▶ FRAGMENTO DE TEXTO:
━━━━━━
En 1984, junto a otros miles de exiliados, regresó al país el periodista y escritor Rodolfo Terragno. Y lo hizo con un libro muy pequeño y sencillo, de tapa azul y letras plateadas, que llevaba un título no demasiado creativo: “Argentina, siglo XXI”. El libro fue un éxito de ventas pese a la simpleza de la idea que defendía.
Terragno sostenía que, por fuera de la coyuntura, la Argentina debía identificar un puñado de políticas de estado que, a largo plazo, le dieran nichos de alta competitividad a su economía. Y una de esas áreas centrales era, justamente, el desarrollo científico. Si el Estado daba las señales acertadas, el país tenía condiciones para convertirse, en un par de décadas, en una potencia. Para eso había que atraer investigadores, formar, convencer a los jóvenes de que era una salida tentadora y apasionante.
No le dieron bolilla. La Argentina de la transición democrática estaba atravesada por otras urgencias. Además, el pensamiento de izquierda era un tanto refractario a esas ideas, tan “de derecha”. ¿A quién se le ocurriría que la estrategia hacia el desarrollo podría depender de una alternativa que no fuera el juicio a los culpables de la dictadura y la distribución del ingreso? Incluso se publicó un libro con el título “La ilusión del progreso apolítico. Una respuesta a Rodolfo Terragno”. Allí se sostenía justamente eso: que el crecimiento sólo podía producirse con una transformación social. En realidad, en los últimos trescientos años, la verdad parece asistir a aquella tesis de Terragno: descubrimientos como la máquina de vapor, internet, o la ingeniería genética, especialmente en especies vegetales, no parecen “de izquierda” o “de derecha”, han sido generados todos, eso sí, en el capitalismo, y provocaron el momento de mayor riqueza de la historia humana.
Sea como fuere, por las razones más diversas, desde la izquierda se subestimaban esas ideas en la década del ochenta y desde la derecha se las descartaba en los noventa, cuando un superministro mandaba a los científicos a lavar los platos. Cuando, en el año 2003, el kirchnerismo comenzó un proceso virtuoso de estímulo a la ciencia y a los investigadores, ya habían pasado veinte años. Entre un punto y el otro se habían desarrollado internet, la telefonía celular, la vacuna contra el Sida, el glifosato, la siembra directa, la semilla transgénica, entre cientos de miles de pequeños inventos que transformarían dramáticamente el planeta. Y la Argentina se había puesto fuera de todo eso por una decisión boba de su dirigencia.
━━━━━━
▶ REQUISITOS DE LA TAREA:
Por favor, responde estas preguntas sobre el texto acerca de Terragno:
(a) ¿En qué año regresó Terragno al país?
(b) ¿Qué título tenía el libro publicado como respuesta a Terragno?
(c) ¿En qué año comenzó el kirchnerismo su proceso de estímulo a la ciencia?

▶ ENTRADAS DE DATOS:
━━━━━━
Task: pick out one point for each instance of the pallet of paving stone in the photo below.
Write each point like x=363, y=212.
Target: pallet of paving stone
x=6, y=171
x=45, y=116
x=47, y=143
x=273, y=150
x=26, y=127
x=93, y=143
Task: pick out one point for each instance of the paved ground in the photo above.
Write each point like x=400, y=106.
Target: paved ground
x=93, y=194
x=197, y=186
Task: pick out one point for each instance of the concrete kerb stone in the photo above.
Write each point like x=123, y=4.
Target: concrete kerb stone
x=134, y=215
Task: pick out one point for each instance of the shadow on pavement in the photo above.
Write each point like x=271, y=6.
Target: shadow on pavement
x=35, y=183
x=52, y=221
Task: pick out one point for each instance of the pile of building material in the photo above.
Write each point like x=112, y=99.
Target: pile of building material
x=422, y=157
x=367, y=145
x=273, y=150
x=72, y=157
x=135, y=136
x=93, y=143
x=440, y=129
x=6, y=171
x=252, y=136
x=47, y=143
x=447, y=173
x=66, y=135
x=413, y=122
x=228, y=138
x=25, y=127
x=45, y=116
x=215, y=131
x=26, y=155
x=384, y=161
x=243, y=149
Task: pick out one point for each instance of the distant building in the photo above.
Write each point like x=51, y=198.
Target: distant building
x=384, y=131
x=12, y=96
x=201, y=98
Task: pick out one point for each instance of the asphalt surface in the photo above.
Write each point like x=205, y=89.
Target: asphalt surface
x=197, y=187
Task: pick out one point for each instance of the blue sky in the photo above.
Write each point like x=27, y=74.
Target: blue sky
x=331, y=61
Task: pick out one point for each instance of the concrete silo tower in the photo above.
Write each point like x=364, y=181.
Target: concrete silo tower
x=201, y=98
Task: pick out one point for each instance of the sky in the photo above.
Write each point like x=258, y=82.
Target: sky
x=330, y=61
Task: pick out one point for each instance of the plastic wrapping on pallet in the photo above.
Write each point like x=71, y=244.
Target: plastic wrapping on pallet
━━━━━━
▶ RESPUESTA A LA TAREA:
(a) En 1984.
(b) "La ilusión del progreso apolítico. Una respuesta a Rodolfo Terragno".
(c) En 2003.